> _Source text_
....

Nowadays, digital marketing has gained a high level of attention due to the massive use of the internet. Many Internet sites, including Facebook, Google, and Instagram, attract billions of users daily [1]. This phenomenon has driven many companies to use the Internet for marketing; they post their advertisements on online sites, similar to how advertisements are placed on the pages of magazines.

Companies tend to keep their marketing budget confidential for competition purposes; however, rival companies are interested in finding out the marketing budget of their competitors to improve their own marketing strategies. Therefore, they are estimating their competitors’ marketing budgets by identifying their advertisements manually; however, this process takes time and effort due to the fact that the number of advertisements has increased tremendously. In addition, this makes it almost impossible to process the images manually. Therefore, an efficient computerized method is needed to detect advertisements in a reasonable timeframe.

....

> _Request_
Copy the part of the digital advertising passage that opens with the words "Companies tend to" and closes with "a reasonable timeframe.". The listing that follows is separate material and is not related to the digital advertising passage.

> _Given data_
....

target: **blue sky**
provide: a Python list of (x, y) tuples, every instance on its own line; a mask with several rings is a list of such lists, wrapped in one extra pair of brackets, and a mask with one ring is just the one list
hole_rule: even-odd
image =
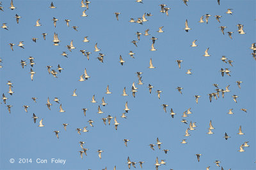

....

> _Solution to this task_
Companies tend to keep their marketing budget confidential for competition purposes; however, rival companies are interested in finding out the marketing budget of their competitors to improve their own marketing strategies. Therefore, they are estimating their competitors’ marketing budgets by identifying their advertisements manually; however, this process takes time and effort due to the fact that the number of advertisements has increased tremendously. In addition, this makes it almost impossible to process the images manually. Therefore, an efficient computerized method is needed to detect advertisements in a reasonable timeframe.